- [GIVEN EXERCISE]
Could you pull out every line in the rows below that contains the word "reflection"?

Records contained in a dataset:
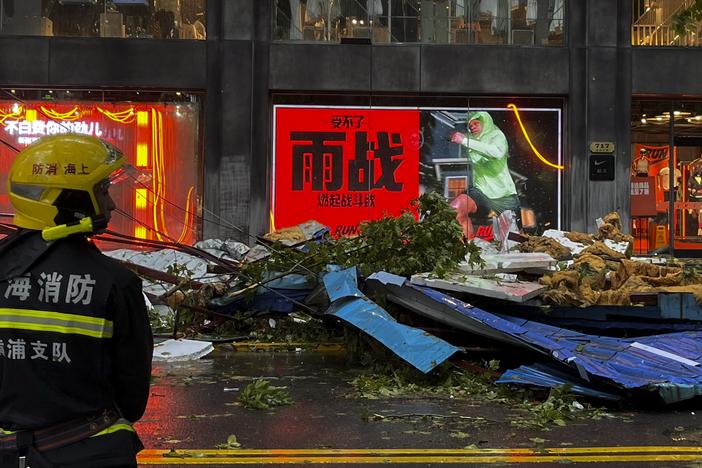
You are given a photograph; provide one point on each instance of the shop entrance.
(666, 177)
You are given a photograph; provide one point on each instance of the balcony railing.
(518, 22)
(652, 24)
(162, 19)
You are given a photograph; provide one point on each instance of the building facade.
(573, 86)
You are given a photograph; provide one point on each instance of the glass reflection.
(164, 19)
(519, 22)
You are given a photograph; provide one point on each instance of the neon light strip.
(73, 114)
(10, 115)
(526, 136)
(188, 216)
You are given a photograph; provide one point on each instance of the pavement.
(193, 412)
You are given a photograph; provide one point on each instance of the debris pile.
(543, 296)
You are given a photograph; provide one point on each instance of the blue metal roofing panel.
(342, 284)
(419, 348)
(614, 359)
(543, 376)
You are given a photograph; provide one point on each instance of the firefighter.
(75, 340)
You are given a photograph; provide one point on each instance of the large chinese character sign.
(344, 166)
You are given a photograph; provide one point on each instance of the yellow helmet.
(62, 178)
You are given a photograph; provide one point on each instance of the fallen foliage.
(262, 395)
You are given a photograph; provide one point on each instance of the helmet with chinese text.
(61, 179)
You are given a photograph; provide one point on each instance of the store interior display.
(652, 163)
(165, 19)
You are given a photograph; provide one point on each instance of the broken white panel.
(509, 262)
(651, 260)
(486, 247)
(663, 353)
(559, 236)
(181, 350)
(487, 287)
(161, 260)
(228, 249)
(577, 247)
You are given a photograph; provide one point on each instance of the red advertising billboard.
(344, 165)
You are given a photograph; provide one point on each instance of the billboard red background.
(342, 166)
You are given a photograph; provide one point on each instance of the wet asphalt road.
(193, 407)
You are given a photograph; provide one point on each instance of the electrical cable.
(204, 254)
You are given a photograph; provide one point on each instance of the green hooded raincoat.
(488, 154)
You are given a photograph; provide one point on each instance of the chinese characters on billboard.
(344, 165)
(160, 139)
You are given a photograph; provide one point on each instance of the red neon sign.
(157, 137)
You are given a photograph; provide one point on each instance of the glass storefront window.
(158, 133)
(160, 19)
(519, 22)
(665, 156)
(653, 24)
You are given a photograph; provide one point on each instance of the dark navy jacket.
(74, 333)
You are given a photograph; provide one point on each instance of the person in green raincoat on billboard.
(492, 188)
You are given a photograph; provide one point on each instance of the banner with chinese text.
(345, 165)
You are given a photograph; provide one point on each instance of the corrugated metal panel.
(664, 362)
(417, 347)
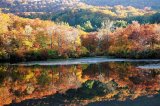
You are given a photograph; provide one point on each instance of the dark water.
(102, 83)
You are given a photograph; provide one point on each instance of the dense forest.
(25, 39)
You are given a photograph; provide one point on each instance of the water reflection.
(76, 84)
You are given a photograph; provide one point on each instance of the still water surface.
(89, 81)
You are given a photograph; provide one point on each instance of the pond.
(97, 81)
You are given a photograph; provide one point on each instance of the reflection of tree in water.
(123, 81)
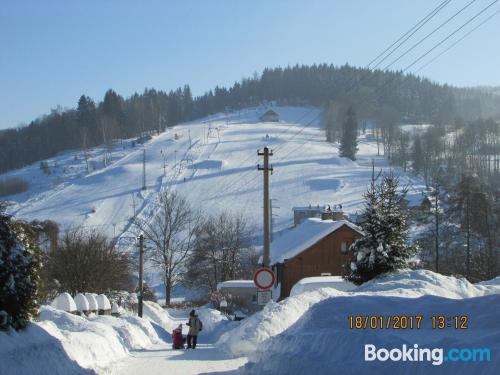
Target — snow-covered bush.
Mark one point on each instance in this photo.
(103, 304)
(19, 274)
(92, 302)
(384, 248)
(82, 303)
(64, 302)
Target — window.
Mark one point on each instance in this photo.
(344, 246)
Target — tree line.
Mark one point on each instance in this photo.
(382, 96)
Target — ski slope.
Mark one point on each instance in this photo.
(212, 162)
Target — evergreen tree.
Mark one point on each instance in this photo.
(19, 274)
(384, 248)
(417, 155)
(349, 143)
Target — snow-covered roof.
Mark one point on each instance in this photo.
(304, 236)
(82, 303)
(65, 302)
(236, 284)
(308, 208)
(317, 282)
(103, 302)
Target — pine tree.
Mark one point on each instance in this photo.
(19, 274)
(349, 143)
(384, 248)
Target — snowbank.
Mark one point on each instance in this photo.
(277, 317)
(92, 301)
(272, 320)
(63, 343)
(82, 303)
(65, 302)
(308, 284)
(35, 351)
(103, 302)
(322, 340)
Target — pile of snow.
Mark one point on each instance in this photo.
(63, 343)
(82, 304)
(277, 317)
(35, 351)
(322, 340)
(272, 320)
(64, 302)
(92, 301)
(103, 302)
(308, 284)
(155, 313)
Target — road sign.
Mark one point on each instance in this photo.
(264, 278)
(263, 297)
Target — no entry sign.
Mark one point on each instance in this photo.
(264, 278)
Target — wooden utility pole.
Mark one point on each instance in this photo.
(266, 169)
(144, 169)
(141, 271)
(436, 219)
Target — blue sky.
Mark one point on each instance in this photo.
(51, 51)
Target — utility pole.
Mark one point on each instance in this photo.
(436, 219)
(271, 215)
(266, 169)
(144, 169)
(141, 271)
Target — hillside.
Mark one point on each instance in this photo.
(217, 173)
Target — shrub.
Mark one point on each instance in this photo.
(11, 186)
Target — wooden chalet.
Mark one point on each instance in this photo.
(314, 248)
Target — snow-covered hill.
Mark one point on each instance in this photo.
(217, 172)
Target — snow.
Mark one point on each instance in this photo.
(216, 174)
(322, 340)
(92, 302)
(64, 302)
(236, 284)
(278, 317)
(82, 304)
(303, 236)
(103, 302)
(317, 282)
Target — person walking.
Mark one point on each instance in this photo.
(195, 326)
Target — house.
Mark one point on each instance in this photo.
(270, 116)
(300, 214)
(240, 294)
(314, 248)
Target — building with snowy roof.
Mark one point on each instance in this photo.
(270, 116)
(241, 293)
(317, 247)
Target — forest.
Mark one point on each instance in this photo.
(385, 97)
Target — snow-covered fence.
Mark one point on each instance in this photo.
(64, 302)
(82, 304)
(104, 307)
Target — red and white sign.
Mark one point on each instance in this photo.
(264, 278)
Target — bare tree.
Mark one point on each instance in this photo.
(86, 261)
(169, 236)
(221, 252)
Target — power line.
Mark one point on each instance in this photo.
(429, 34)
(409, 33)
(457, 41)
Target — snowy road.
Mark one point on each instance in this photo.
(162, 359)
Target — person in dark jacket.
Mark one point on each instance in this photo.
(195, 326)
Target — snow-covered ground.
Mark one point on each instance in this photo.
(303, 334)
(218, 172)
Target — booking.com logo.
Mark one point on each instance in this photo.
(435, 355)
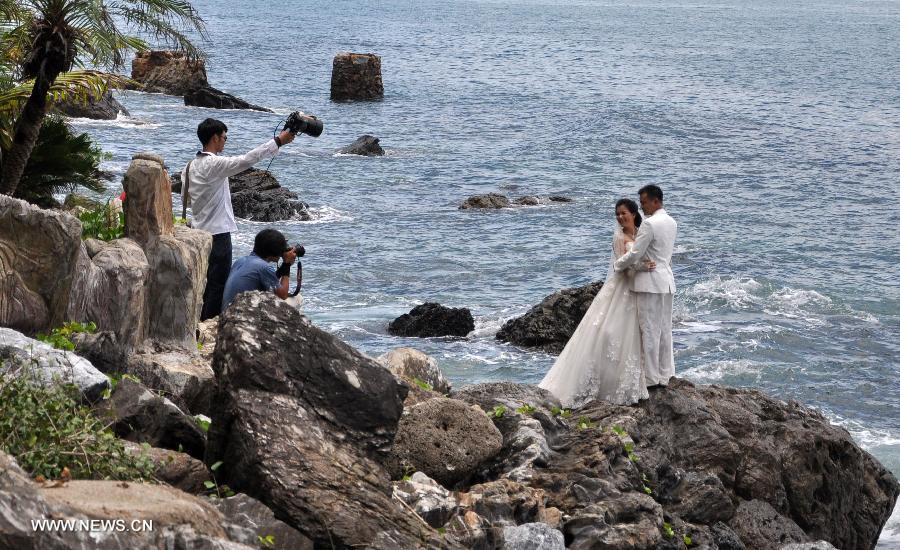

- [ANSWER IN FULL]
You are given a photograph; provide one point on each instance of the glass reflection.
You are given a photograph; provide one point on each instance of the water reflection.
You are given a photograph; provide one point on each instance of the reflection of tree in water.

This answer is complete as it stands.